> **Listed records**
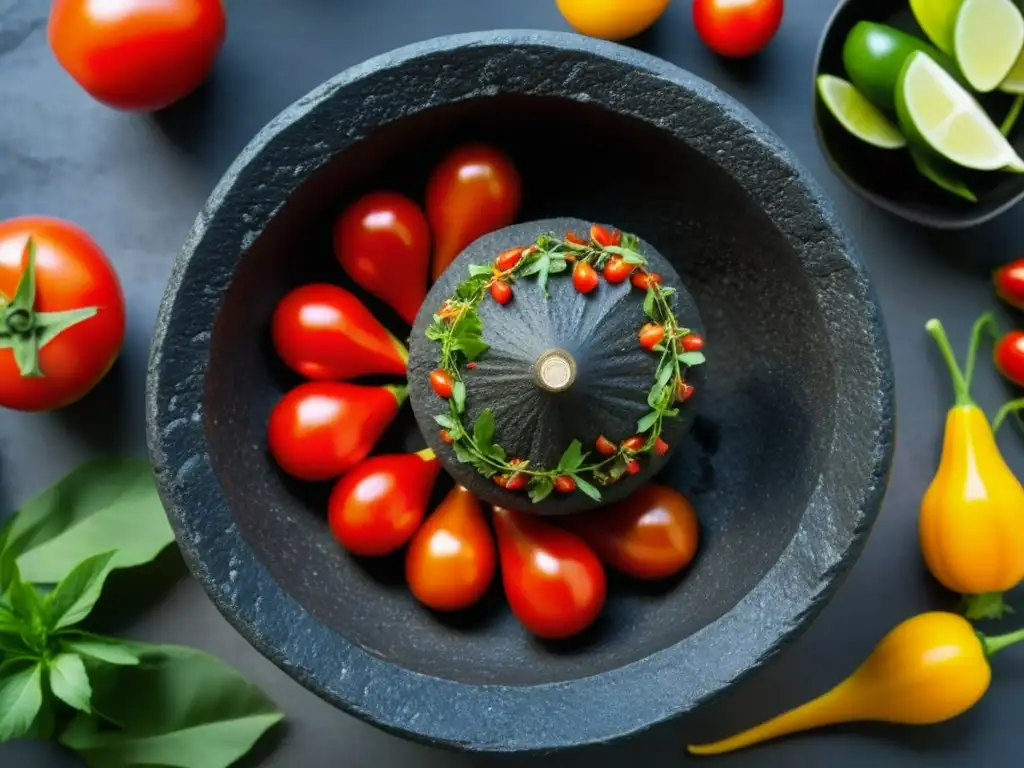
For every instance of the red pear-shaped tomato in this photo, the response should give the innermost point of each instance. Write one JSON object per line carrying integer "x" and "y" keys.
{"x": 650, "y": 535}
{"x": 474, "y": 190}
{"x": 378, "y": 506}
{"x": 322, "y": 429}
{"x": 554, "y": 582}
{"x": 324, "y": 332}
{"x": 451, "y": 560}
{"x": 383, "y": 242}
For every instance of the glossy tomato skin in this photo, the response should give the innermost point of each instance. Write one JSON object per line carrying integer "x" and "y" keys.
{"x": 137, "y": 54}
{"x": 737, "y": 28}
{"x": 383, "y": 242}
{"x": 651, "y": 535}
{"x": 322, "y": 429}
{"x": 611, "y": 19}
{"x": 380, "y": 504}
{"x": 324, "y": 332}
{"x": 473, "y": 190}
{"x": 1010, "y": 356}
{"x": 451, "y": 561}
{"x": 554, "y": 583}
{"x": 72, "y": 272}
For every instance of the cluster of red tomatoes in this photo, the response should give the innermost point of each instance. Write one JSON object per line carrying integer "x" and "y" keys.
{"x": 326, "y": 428}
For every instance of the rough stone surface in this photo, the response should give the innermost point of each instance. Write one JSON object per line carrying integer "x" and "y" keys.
{"x": 599, "y": 330}
{"x": 790, "y": 456}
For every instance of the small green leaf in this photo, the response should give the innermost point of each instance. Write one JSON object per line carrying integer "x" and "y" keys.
{"x": 483, "y": 430}
{"x": 690, "y": 358}
{"x": 70, "y": 682}
{"x": 20, "y": 697}
{"x": 586, "y": 487}
{"x": 110, "y": 504}
{"x": 647, "y": 422}
{"x": 459, "y": 396}
{"x": 541, "y": 487}
{"x": 572, "y": 458}
{"x": 75, "y": 597}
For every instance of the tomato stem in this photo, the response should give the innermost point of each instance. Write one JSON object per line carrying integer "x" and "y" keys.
{"x": 961, "y": 387}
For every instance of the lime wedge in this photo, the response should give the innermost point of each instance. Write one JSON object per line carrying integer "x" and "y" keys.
{"x": 938, "y": 112}
{"x": 987, "y": 41}
{"x": 939, "y": 173}
{"x": 937, "y": 18}
{"x": 857, "y": 115}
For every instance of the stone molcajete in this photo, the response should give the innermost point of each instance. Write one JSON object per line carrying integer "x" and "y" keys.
{"x": 785, "y": 460}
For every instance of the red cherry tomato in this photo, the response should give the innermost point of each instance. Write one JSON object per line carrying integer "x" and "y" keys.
{"x": 737, "y": 28}
{"x": 452, "y": 559}
{"x": 473, "y": 190}
{"x": 383, "y": 242}
{"x": 1010, "y": 283}
{"x": 1010, "y": 356}
{"x": 501, "y": 292}
{"x": 322, "y": 429}
{"x": 585, "y": 278}
{"x": 554, "y": 583}
{"x": 73, "y": 280}
{"x": 137, "y": 54}
{"x": 324, "y": 332}
{"x": 651, "y": 335}
{"x": 380, "y": 504}
{"x": 650, "y": 535}
{"x": 441, "y": 382}
{"x": 616, "y": 270}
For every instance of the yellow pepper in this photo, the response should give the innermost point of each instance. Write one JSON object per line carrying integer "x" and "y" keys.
{"x": 929, "y": 669}
{"x": 972, "y": 516}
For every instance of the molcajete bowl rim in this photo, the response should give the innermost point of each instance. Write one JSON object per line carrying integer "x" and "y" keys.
{"x": 605, "y": 706}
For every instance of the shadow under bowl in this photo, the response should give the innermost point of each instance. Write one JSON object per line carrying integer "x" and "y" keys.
{"x": 888, "y": 177}
{"x": 786, "y": 461}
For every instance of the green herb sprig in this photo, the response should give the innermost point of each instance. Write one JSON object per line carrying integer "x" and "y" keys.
{"x": 457, "y": 327}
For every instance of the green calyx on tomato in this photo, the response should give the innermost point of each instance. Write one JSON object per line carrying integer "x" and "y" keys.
{"x": 25, "y": 331}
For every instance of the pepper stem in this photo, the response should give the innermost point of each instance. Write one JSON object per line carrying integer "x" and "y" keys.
{"x": 961, "y": 386}
{"x": 997, "y": 643}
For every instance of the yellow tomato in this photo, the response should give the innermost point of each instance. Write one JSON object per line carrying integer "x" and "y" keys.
{"x": 611, "y": 19}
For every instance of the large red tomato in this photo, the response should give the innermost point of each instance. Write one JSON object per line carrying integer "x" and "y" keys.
{"x": 64, "y": 315}
{"x": 137, "y": 54}
{"x": 737, "y": 28}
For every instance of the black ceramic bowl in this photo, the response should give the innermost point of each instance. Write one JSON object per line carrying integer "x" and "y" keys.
{"x": 786, "y": 461}
{"x": 887, "y": 177}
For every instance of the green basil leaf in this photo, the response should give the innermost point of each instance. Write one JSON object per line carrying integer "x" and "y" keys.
{"x": 110, "y": 504}
{"x": 70, "y": 682}
{"x": 179, "y": 708}
{"x": 75, "y": 597}
{"x": 647, "y": 422}
{"x": 540, "y": 488}
{"x": 459, "y": 396}
{"x": 20, "y": 697}
{"x": 586, "y": 487}
{"x": 483, "y": 430}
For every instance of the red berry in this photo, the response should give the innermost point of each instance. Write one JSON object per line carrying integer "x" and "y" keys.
{"x": 508, "y": 259}
{"x": 616, "y": 270}
{"x": 651, "y": 335}
{"x": 605, "y": 238}
{"x": 564, "y": 484}
{"x": 585, "y": 278}
{"x": 441, "y": 381}
{"x": 692, "y": 343}
{"x": 634, "y": 443}
{"x": 501, "y": 292}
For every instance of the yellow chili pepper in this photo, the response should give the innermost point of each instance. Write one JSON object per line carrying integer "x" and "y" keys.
{"x": 929, "y": 669}
{"x": 972, "y": 516}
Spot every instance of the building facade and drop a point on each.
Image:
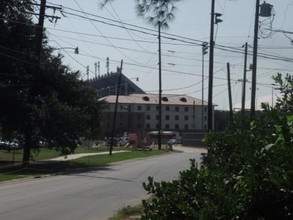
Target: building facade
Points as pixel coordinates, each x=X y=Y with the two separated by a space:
x=139 y=113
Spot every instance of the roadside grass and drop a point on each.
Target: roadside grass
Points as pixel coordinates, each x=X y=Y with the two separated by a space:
x=40 y=169
x=42 y=154
x=129 y=212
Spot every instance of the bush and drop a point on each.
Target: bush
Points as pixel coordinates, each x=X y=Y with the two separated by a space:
x=247 y=174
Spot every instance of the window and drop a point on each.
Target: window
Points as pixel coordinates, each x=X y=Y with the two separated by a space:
x=183 y=99
x=165 y=99
x=146 y=98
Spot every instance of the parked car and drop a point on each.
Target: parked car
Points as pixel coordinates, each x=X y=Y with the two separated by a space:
x=172 y=141
x=9 y=145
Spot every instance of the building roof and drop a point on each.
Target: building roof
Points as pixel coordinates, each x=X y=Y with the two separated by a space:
x=153 y=99
x=107 y=84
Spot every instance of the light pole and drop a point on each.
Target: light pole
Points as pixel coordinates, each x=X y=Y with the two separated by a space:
x=76 y=50
x=204 y=51
x=214 y=20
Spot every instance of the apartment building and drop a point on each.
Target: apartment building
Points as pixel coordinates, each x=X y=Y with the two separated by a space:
x=139 y=113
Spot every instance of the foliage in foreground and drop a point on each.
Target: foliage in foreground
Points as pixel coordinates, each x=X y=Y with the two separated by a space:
x=247 y=173
x=42 y=99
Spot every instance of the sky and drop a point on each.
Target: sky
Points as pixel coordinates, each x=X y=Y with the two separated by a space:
x=116 y=32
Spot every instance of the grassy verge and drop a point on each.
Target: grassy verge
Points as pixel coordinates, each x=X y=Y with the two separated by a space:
x=38 y=169
x=130 y=211
x=42 y=153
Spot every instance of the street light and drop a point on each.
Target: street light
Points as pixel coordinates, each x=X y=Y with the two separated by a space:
x=76 y=51
x=204 y=51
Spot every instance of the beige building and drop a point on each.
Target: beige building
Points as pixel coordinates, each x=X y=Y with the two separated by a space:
x=139 y=113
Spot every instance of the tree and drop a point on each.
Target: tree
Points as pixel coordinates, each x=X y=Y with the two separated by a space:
x=157 y=13
x=51 y=104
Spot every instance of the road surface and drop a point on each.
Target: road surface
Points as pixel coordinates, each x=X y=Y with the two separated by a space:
x=91 y=195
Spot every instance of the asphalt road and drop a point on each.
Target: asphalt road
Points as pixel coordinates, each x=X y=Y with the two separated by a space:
x=86 y=196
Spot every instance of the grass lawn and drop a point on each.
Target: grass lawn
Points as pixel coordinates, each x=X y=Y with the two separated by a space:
x=38 y=169
x=43 y=153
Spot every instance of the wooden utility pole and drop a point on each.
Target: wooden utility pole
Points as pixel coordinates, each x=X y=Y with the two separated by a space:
x=39 y=31
x=254 y=67
x=211 y=69
x=229 y=92
x=36 y=69
x=160 y=92
x=115 y=110
x=244 y=83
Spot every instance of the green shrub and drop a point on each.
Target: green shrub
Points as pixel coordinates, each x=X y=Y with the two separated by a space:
x=246 y=174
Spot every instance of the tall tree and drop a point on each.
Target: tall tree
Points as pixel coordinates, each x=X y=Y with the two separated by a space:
x=52 y=104
x=157 y=13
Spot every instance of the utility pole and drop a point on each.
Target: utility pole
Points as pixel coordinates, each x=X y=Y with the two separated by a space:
x=88 y=72
x=39 y=31
x=244 y=83
x=160 y=91
x=211 y=65
x=96 y=69
x=36 y=69
x=115 y=110
x=229 y=91
x=108 y=65
x=99 y=71
x=254 y=67
x=204 y=51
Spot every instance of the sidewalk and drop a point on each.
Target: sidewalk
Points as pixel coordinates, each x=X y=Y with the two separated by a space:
x=189 y=149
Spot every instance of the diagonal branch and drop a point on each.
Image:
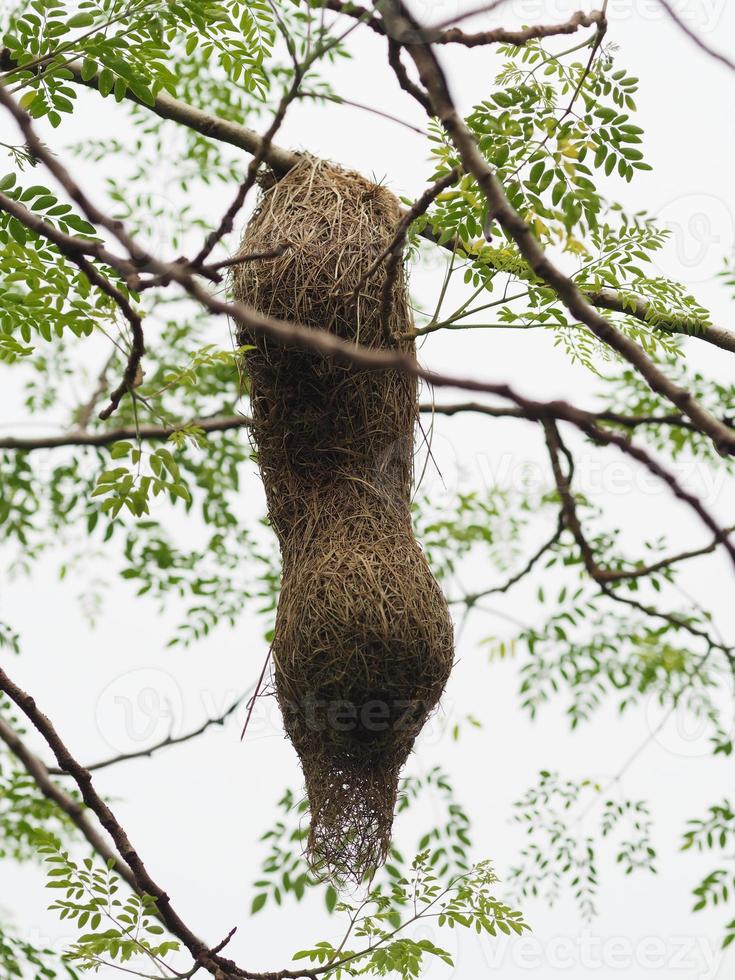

> **What is being asked**
Tally the lines of the items above that contain the word "bush" and give only that number.

> **Solved problem**
2